Exercise passage –
────────────────

Is there a more noble act than human sacrifice for the survival of others? Christian teaching tells us there is not. The Supreme Being appeared in flesh, and then sacrificed himself for the saving of all believers. This tells me that although Jesus said the first commandment is to "Love your God with all your heart and all your soul and all your strength, and the second is to "Love your neighber as your self," that the act of sacrificing your life so that others may live supercedes all other behaviors. No amount of charitable donation, no amount of goodwill towards others, no amount of responsible behavior or penitence can compare to the simple act of giving up your life that someone else may live.
Easter always remind me of 9/11. I always think about (and mourn) the firefighters who climbed up into the Towers to bring people down, and how although they did not know they were doomed, the accepted their own demise as a very real possibility, and climbed the stairs anyway. Self-sacrifice is one of the only things I can argue is truly a "human" trait, you do not find animals (outside of hive-collective groups where there is not technically an individual) were self-sacrifice is a wide-spread and noticeable trait. Parent animals will often viciously and self-destructively defend their young, but this is simple Darwinism; it is easily argued the parents are not protecting their young out of love, they are doing so out of love of their own DNA. Humans, and as far as I know humans alone, will sacrifice their life for a complete stranger.

────────────────

Given entries –

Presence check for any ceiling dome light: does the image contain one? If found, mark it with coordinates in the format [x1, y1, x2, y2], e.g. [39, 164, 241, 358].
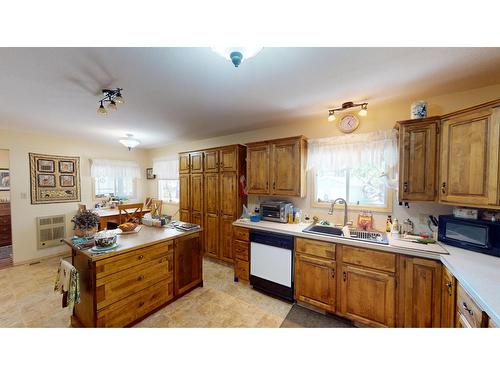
[119, 134, 141, 151]
[97, 100, 108, 116]
[212, 47, 262, 68]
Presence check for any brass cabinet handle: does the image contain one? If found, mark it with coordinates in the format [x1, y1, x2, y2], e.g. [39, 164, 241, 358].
[462, 302, 474, 316]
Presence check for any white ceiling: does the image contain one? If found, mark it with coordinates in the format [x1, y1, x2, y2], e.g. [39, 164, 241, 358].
[0, 48, 500, 147]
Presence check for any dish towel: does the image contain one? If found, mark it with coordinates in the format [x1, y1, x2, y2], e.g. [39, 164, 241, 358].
[54, 259, 80, 309]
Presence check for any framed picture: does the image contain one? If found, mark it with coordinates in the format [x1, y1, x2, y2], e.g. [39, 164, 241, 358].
[59, 174, 75, 187]
[59, 160, 75, 174]
[146, 168, 156, 180]
[0, 168, 10, 191]
[38, 174, 56, 187]
[37, 159, 55, 173]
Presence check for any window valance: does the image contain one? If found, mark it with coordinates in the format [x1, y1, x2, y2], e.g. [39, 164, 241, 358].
[90, 159, 141, 178]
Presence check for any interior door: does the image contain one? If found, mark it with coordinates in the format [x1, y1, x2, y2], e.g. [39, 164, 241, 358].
[399, 121, 438, 201]
[247, 143, 270, 194]
[438, 109, 500, 206]
[269, 139, 301, 196]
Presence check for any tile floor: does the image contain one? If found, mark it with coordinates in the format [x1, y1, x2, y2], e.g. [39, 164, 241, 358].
[0, 257, 292, 327]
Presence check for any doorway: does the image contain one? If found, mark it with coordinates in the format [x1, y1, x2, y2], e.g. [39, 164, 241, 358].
[0, 149, 12, 269]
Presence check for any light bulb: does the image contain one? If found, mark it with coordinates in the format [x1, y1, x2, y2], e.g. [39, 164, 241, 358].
[108, 100, 116, 111]
[97, 102, 108, 116]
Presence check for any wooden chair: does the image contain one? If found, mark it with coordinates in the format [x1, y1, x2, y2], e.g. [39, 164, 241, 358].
[118, 203, 144, 224]
[149, 199, 163, 216]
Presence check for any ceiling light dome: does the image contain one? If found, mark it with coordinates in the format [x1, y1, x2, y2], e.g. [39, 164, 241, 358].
[212, 47, 262, 68]
[120, 134, 141, 151]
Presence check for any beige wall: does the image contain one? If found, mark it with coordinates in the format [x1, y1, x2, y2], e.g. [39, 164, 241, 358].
[0, 129, 146, 263]
[146, 85, 500, 231]
[0, 150, 10, 202]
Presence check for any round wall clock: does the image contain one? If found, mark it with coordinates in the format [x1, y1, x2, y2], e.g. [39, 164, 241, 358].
[339, 113, 359, 133]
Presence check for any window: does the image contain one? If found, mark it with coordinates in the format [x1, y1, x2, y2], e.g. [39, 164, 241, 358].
[95, 177, 135, 198]
[158, 180, 179, 203]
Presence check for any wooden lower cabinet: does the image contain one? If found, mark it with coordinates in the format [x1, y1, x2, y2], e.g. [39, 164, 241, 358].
[338, 265, 396, 327]
[295, 253, 336, 312]
[398, 255, 442, 328]
[441, 267, 457, 328]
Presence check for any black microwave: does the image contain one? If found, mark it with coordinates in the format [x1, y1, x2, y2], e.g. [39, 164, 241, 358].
[438, 215, 500, 257]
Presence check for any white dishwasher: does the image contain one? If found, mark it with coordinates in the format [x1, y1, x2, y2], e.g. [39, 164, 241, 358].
[250, 230, 294, 301]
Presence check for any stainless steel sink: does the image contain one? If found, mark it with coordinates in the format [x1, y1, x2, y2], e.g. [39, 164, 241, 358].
[302, 224, 389, 245]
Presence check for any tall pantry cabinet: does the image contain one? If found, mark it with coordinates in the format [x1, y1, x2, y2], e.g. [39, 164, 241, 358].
[179, 145, 247, 262]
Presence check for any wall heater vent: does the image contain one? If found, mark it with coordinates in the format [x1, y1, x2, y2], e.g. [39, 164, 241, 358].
[36, 215, 66, 249]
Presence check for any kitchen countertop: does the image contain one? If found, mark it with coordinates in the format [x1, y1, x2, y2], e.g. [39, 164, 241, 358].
[233, 220, 500, 326]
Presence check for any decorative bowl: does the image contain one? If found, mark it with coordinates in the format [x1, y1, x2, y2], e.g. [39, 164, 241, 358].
[94, 230, 116, 247]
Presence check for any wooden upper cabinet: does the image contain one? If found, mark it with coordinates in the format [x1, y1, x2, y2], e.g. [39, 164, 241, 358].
[190, 174, 203, 212]
[204, 150, 219, 173]
[247, 136, 307, 196]
[247, 143, 270, 195]
[438, 104, 500, 207]
[189, 151, 203, 173]
[398, 117, 439, 201]
[398, 255, 442, 328]
[441, 267, 457, 328]
[338, 264, 396, 327]
[179, 152, 189, 173]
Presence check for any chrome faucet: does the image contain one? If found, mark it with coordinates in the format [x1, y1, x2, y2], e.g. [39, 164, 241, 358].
[328, 198, 347, 226]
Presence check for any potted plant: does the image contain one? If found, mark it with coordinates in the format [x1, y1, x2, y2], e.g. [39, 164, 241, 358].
[71, 210, 99, 237]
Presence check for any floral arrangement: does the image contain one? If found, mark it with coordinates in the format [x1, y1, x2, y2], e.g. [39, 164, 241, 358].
[71, 210, 99, 231]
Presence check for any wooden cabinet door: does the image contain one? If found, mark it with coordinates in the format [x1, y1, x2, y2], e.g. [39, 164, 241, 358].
[179, 174, 191, 211]
[190, 174, 203, 213]
[339, 265, 396, 327]
[438, 109, 500, 206]
[220, 172, 238, 217]
[398, 255, 442, 328]
[295, 253, 336, 312]
[179, 152, 189, 173]
[174, 233, 202, 296]
[204, 173, 220, 257]
[189, 151, 203, 173]
[247, 143, 270, 194]
[441, 267, 457, 328]
[269, 139, 301, 196]
[399, 120, 439, 201]
[220, 147, 238, 172]
[219, 215, 234, 263]
[204, 150, 219, 173]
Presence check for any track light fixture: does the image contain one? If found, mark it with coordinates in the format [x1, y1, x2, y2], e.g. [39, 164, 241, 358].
[328, 102, 368, 122]
[97, 88, 125, 116]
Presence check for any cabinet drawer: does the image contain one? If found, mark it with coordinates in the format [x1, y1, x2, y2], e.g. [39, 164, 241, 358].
[457, 284, 486, 328]
[233, 227, 250, 242]
[295, 238, 335, 259]
[342, 246, 396, 272]
[233, 240, 249, 262]
[97, 277, 174, 327]
[96, 254, 173, 309]
[95, 241, 174, 279]
[234, 259, 250, 281]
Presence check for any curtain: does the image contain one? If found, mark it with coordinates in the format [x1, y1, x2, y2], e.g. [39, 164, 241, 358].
[307, 130, 399, 188]
[90, 159, 141, 178]
[153, 159, 179, 180]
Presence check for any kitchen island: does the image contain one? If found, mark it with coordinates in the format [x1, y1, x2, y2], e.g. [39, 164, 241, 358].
[65, 226, 203, 327]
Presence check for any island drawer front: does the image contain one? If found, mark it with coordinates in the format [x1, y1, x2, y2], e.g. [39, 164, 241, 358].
[233, 240, 249, 262]
[457, 284, 485, 328]
[234, 259, 250, 281]
[296, 238, 335, 259]
[97, 277, 174, 328]
[95, 241, 174, 279]
[96, 254, 174, 310]
[342, 245, 396, 272]
[233, 227, 250, 242]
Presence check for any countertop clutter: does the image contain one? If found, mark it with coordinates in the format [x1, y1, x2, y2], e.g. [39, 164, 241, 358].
[233, 220, 500, 326]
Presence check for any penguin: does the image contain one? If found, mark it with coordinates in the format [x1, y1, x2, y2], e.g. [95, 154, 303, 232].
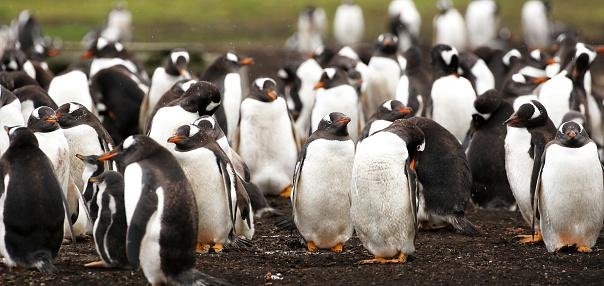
[350, 119, 425, 263]
[148, 81, 222, 147]
[139, 49, 191, 130]
[466, 0, 500, 49]
[0, 127, 65, 273]
[408, 117, 478, 235]
[291, 112, 355, 253]
[505, 99, 556, 244]
[13, 85, 58, 121]
[48, 69, 96, 113]
[168, 120, 254, 253]
[99, 135, 225, 285]
[333, 0, 365, 46]
[84, 171, 129, 268]
[311, 68, 363, 142]
[466, 89, 515, 209]
[531, 121, 604, 252]
[431, 45, 476, 142]
[433, 0, 468, 51]
[359, 100, 413, 141]
[236, 78, 299, 197]
[521, 0, 552, 49]
[201, 52, 254, 141]
[364, 34, 407, 114]
[56, 102, 115, 190]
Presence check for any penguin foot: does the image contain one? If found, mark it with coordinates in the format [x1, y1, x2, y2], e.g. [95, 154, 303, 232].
[84, 260, 109, 268]
[306, 241, 319, 252]
[279, 185, 292, 199]
[195, 242, 210, 253]
[330, 243, 344, 253]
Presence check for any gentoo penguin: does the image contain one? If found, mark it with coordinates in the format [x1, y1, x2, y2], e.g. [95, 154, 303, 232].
[148, 81, 222, 149]
[0, 85, 25, 154]
[333, 0, 365, 46]
[388, 0, 422, 52]
[291, 112, 354, 252]
[352, 119, 425, 263]
[0, 127, 65, 273]
[84, 171, 128, 268]
[138, 49, 191, 130]
[364, 34, 407, 114]
[13, 85, 58, 121]
[431, 45, 476, 141]
[408, 117, 478, 235]
[531, 122, 604, 252]
[236, 78, 299, 197]
[311, 68, 363, 142]
[433, 0, 467, 51]
[521, 0, 552, 49]
[48, 69, 96, 112]
[505, 100, 556, 243]
[99, 135, 229, 285]
[466, 90, 515, 209]
[466, 0, 499, 49]
[56, 103, 114, 190]
[168, 120, 254, 253]
[200, 52, 254, 141]
[359, 100, 413, 140]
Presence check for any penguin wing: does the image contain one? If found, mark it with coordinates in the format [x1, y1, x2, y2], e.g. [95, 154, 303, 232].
[126, 185, 158, 269]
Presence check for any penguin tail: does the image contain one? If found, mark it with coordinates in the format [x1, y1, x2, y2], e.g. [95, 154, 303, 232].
[447, 215, 480, 236]
[168, 268, 233, 286]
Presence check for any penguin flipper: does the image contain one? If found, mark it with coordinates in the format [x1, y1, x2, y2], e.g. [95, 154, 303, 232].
[126, 186, 158, 269]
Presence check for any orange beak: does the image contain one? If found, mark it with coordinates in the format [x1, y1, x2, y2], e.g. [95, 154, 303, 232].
[98, 150, 120, 161]
[239, 58, 254, 66]
[80, 51, 93, 61]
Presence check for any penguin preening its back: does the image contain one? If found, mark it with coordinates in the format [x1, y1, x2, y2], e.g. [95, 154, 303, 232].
[99, 135, 229, 285]
[531, 122, 604, 252]
[200, 52, 254, 140]
[0, 127, 66, 273]
[406, 117, 478, 235]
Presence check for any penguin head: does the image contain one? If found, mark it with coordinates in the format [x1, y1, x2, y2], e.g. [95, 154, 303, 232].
[317, 112, 350, 137]
[504, 100, 549, 128]
[430, 44, 459, 75]
[376, 99, 413, 122]
[165, 49, 189, 76]
[556, 121, 591, 148]
[177, 81, 222, 116]
[250, 77, 279, 102]
[375, 33, 398, 55]
[314, 68, 348, 89]
[27, 106, 60, 133]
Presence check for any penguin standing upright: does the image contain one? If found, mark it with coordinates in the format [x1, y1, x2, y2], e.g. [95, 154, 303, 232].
[0, 127, 65, 273]
[84, 171, 128, 268]
[505, 100, 556, 243]
[291, 112, 354, 252]
[237, 78, 299, 197]
[350, 120, 425, 263]
[168, 120, 254, 253]
[99, 135, 229, 285]
[431, 45, 476, 141]
[201, 52, 254, 141]
[311, 68, 363, 142]
[531, 122, 604, 252]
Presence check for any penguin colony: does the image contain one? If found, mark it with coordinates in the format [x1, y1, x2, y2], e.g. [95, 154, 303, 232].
[0, 0, 604, 285]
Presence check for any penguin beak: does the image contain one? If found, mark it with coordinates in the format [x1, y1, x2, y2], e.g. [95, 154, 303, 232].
[168, 135, 185, 144]
[239, 58, 254, 66]
[98, 150, 120, 161]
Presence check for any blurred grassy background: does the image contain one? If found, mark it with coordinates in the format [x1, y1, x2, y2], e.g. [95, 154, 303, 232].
[0, 0, 604, 46]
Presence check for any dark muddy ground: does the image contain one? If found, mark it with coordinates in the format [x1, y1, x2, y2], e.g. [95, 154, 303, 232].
[0, 199, 604, 285]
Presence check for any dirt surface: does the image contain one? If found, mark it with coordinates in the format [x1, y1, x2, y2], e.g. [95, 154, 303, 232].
[0, 198, 604, 285]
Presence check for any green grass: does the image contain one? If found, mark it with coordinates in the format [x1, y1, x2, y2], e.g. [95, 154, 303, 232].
[0, 0, 604, 46]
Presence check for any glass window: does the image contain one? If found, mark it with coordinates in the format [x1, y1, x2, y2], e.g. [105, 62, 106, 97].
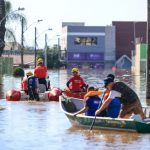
[74, 37, 97, 46]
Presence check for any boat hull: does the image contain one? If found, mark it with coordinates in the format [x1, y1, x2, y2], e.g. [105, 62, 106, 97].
[60, 95, 150, 133]
[6, 88, 62, 101]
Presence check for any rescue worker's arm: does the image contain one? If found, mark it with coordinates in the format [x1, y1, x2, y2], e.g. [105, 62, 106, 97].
[95, 98, 112, 115]
[74, 106, 88, 116]
[66, 81, 70, 88]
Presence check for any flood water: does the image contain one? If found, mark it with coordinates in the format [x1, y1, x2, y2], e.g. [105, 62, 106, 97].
[0, 69, 150, 150]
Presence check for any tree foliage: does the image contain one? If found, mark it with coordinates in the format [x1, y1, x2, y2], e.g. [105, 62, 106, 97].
[38, 48, 66, 69]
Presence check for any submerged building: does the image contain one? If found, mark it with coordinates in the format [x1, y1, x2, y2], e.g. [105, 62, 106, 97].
[61, 22, 116, 68]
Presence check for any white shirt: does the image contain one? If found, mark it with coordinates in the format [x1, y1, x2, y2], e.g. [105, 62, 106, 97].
[107, 90, 121, 99]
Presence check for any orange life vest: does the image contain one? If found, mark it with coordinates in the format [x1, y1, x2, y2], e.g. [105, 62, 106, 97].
[34, 66, 47, 78]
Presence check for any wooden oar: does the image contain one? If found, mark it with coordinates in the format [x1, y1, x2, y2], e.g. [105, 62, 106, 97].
[90, 92, 105, 130]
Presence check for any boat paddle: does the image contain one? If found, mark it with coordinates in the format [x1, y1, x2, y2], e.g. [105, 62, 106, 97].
[90, 92, 105, 130]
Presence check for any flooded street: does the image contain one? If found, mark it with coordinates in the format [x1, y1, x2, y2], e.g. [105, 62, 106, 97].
[0, 70, 150, 150]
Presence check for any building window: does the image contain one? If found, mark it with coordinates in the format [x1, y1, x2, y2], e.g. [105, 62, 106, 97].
[74, 37, 97, 46]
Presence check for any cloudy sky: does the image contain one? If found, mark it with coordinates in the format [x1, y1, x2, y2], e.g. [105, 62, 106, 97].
[10, 0, 147, 45]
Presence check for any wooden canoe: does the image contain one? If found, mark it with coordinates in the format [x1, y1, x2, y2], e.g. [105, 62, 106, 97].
[59, 94, 150, 133]
[63, 88, 86, 99]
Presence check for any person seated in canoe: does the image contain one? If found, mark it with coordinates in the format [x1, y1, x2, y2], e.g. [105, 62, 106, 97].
[21, 71, 33, 95]
[99, 74, 121, 118]
[34, 58, 48, 91]
[66, 68, 87, 92]
[104, 74, 115, 101]
[27, 71, 40, 101]
[74, 86, 106, 117]
[95, 78, 145, 119]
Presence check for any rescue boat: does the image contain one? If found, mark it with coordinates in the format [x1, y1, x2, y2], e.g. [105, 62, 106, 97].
[6, 87, 62, 101]
[63, 88, 86, 99]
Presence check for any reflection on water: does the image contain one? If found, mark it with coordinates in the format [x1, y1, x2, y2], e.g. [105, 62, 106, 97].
[0, 70, 150, 150]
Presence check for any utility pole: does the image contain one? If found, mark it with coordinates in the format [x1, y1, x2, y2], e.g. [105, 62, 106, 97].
[44, 34, 47, 67]
[34, 27, 37, 68]
[21, 18, 24, 68]
[146, 0, 150, 103]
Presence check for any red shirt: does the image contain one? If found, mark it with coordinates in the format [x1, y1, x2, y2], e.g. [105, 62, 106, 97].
[21, 78, 28, 91]
[68, 75, 85, 91]
[34, 66, 47, 78]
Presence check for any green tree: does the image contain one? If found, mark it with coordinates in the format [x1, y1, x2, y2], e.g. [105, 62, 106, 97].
[38, 47, 66, 69]
[0, 0, 26, 57]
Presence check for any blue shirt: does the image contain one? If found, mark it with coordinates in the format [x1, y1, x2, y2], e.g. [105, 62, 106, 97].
[85, 96, 102, 116]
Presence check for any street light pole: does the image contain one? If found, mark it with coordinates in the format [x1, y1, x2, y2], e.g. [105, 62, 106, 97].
[21, 18, 24, 68]
[21, 18, 43, 68]
[44, 34, 47, 67]
[35, 28, 52, 67]
[146, 0, 150, 104]
[34, 27, 37, 68]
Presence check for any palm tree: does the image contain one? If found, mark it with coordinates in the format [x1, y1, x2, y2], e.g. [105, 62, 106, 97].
[0, 0, 26, 57]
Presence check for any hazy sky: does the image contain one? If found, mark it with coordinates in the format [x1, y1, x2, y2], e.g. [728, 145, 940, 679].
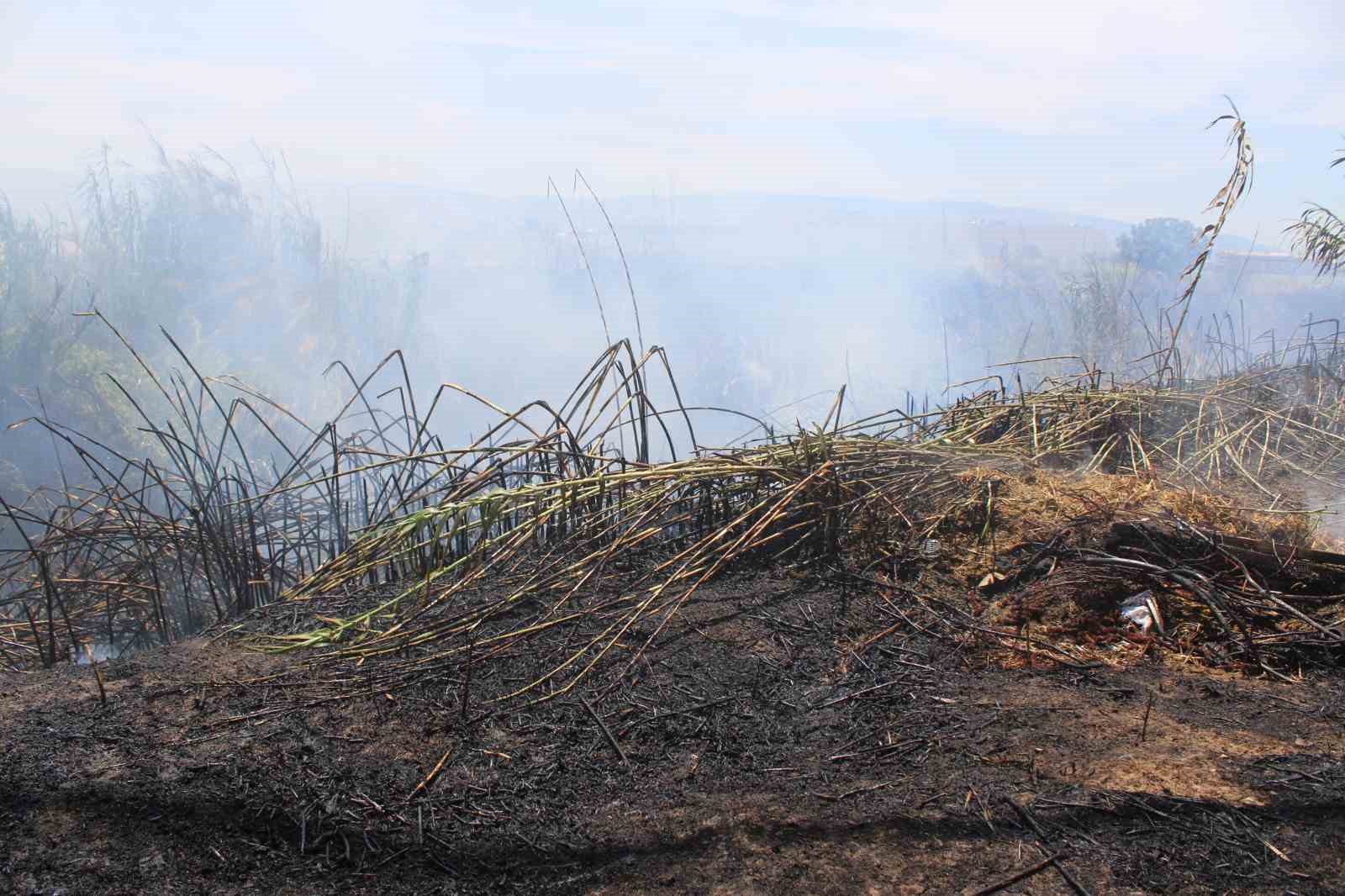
[0, 0, 1345, 235]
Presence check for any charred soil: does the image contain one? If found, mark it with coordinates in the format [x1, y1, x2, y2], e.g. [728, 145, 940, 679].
[0, 574, 1345, 894]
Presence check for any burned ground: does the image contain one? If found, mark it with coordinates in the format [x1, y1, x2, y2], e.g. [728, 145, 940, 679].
[0, 574, 1345, 894]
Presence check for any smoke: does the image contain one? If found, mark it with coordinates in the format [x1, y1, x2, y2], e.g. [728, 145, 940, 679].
[0, 145, 1341, 498]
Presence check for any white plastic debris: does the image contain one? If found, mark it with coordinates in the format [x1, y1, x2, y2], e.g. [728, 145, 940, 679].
[1121, 591, 1168, 635]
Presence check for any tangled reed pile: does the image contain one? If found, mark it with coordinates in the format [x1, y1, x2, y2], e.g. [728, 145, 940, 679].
[0, 324, 1345, 703]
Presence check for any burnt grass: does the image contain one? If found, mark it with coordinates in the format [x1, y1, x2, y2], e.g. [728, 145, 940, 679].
[0, 573, 1345, 894]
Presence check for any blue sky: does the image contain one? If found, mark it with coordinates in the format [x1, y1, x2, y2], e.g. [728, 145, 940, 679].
[0, 0, 1345, 241]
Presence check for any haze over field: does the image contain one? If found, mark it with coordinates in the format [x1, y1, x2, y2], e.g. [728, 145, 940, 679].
[0, 3, 1345, 484]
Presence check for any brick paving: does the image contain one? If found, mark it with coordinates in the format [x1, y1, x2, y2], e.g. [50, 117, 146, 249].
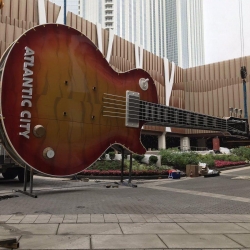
[0, 166, 250, 250]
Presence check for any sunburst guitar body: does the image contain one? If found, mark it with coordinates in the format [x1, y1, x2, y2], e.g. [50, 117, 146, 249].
[0, 24, 158, 176]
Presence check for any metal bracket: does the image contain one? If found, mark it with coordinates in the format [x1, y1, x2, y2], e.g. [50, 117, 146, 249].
[125, 90, 140, 128]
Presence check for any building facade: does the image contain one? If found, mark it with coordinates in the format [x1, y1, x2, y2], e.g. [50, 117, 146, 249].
[48, 0, 204, 68]
[0, 0, 250, 148]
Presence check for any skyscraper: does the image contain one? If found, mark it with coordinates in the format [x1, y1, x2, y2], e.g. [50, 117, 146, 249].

────────────────

Work item – In the passage on self-sacrifice, whom does the writer think about and mourn at Easter?

Task solution – The firefighters who climbed up into the Towers on 9/11 to bring people down.